WHAT IS BEING ASKED -
Rewrite the data below, changing every "lane-usage review" to "lane audit" and leaving everything else untouched.

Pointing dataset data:
──────────

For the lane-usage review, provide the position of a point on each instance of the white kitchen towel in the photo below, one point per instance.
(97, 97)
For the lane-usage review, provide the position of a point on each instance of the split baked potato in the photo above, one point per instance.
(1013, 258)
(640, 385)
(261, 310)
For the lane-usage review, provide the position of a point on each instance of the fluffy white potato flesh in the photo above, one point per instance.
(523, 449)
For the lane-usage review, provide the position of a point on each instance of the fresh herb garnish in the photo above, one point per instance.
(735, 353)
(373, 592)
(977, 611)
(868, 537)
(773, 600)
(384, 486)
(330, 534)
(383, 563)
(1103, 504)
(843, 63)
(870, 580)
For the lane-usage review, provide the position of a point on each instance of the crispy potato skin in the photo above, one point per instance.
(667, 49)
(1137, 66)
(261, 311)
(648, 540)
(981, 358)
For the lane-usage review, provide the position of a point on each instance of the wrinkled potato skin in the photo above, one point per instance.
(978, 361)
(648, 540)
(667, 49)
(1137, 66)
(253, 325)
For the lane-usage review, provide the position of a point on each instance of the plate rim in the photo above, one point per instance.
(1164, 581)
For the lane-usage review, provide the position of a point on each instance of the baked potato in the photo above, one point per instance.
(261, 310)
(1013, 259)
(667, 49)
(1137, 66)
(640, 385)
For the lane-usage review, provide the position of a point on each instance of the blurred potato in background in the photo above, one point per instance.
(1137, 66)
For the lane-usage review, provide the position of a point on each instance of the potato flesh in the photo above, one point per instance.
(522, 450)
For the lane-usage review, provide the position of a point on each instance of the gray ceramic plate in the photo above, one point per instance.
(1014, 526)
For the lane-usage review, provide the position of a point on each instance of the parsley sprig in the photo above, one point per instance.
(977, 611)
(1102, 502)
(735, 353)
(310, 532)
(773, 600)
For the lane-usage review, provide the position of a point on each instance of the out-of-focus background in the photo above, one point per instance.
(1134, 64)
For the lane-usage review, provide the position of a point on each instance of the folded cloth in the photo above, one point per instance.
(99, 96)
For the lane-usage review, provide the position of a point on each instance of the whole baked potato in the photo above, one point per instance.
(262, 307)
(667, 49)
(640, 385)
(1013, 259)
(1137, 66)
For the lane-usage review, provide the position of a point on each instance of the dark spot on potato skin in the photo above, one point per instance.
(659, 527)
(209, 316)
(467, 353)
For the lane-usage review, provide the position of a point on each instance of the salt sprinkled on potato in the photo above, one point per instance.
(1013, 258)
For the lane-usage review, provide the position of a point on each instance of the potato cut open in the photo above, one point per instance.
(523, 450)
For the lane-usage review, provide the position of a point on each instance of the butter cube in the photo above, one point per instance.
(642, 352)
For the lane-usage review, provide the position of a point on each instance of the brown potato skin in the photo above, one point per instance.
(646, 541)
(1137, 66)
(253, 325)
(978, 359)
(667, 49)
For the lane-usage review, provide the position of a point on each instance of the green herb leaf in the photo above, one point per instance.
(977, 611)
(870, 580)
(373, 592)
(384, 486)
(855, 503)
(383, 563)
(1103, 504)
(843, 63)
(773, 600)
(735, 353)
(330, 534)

──────────

WORKED SOLUTION -
For the lane audit, provide the position of a point on each instance of the white kitchen towel in the photo below, one point per instance.
(97, 97)
For the lane audit, provide the position of a point on each instance of the split baked potato in the photo above, one point per instance.
(1013, 258)
(640, 385)
(261, 310)
For the lane audit, provide the position of a point on each instance of the fluffy white potato flesh in the photo above, one point per instance.
(523, 449)
For the lane audit, provide the position of a point on each instance of the fresh herb garnish in the photo above, one point per instance.
(735, 353)
(373, 592)
(977, 611)
(868, 537)
(773, 600)
(384, 486)
(330, 534)
(383, 563)
(1103, 504)
(843, 63)
(870, 580)
For the lane audit, provide the position of a point on each instance of the crispy potato skin in the photo above, one point per instance.
(667, 49)
(1137, 66)
(261, 311)
(648, 540)
(981, 358)
For the lane audit, provide the position of a point on each instance of the wrinkled potato skin in the photo above, one point per instance.
(978, 361)
(648, 540)
(667, 49)
(1137, 66)
(253, 325)
For the lane audit, provide the position of a point on each instance of the plate rim in the photo above, one point per instance.
(1164, 581)
For the lane audit, provide the position of a point on each instance of the baked potato in the photo above, one point per instance.
(261, 310)
(1013, 259)
(667, 49)
(1137, 66)
(640, 385)
For the lane audit, provide the position of a point on each instance of the blurred potato in background in the photo above, one point per instance.
(1137, 66)
For the lane audit, provide the position of a point on each instance of the potato flesh in the photo above, one point per instance.
(522, 450)
For the lane audit, provide the position of a point on each instance of the gray ceramic plate in the photo above, one point per instance.
(1014, 526)
For the lane audit, provide the position of a point on each instance of the parsley sprig in the photo above, one point per instance.
(977, 611)
(1102, 502)
(735, 353)
(310, 532)
(773, 600)
For the lane audit, provide the position of a point on each instance of the out-of-focus background in the photo above, one point per instance.
(1134, 64)
For the lane audit, provide the position of a point on each instance of the folded cloth in the photo above, one point per instance.
(99, 96)
For the lane audit, provide the position of a point on each instance of the whole baked potato in the photo above, one point per instance.
(262, 307)
(667, 49)
(640, 385)
(1013, 259)
(1137, 66)
For the lane audit, provide the position of a point on each instance of the dark spot on potato skin in the photo above, one point per instance.
(659, 527)
(209, 316)
(467, 353)
For the lane audit, provide the position of a point on each instance of the salt sprinkled on potato in the photo above, one point per instance.
(1013, 258)
For the lane audit, provide the position of a point on each instance of the potato cut open in the photo above, one point per instance.
(523, 450)
For the lane audit, provide the position of a point on each instance of the butter cube in the photo above, one point per instance.
(642, 352)
For the lane audit, provide the position of a point on each instance of the brown potato skin in the photo above, one point per instance.
(646, 541)
(1137, 66)
(253, 325)
(978, 359)
(667, 49)
For the lane audit, provide the position of a point on each instance of the green herb leaf in the photo above, one point per instance.
(977, 611)
(870, 580)
(373, 592)
(384, 486)
(855, 503)
(383, 563)
(1103, 504)
(843, 63)
(773, 600)
(735, 353)
(330, 534)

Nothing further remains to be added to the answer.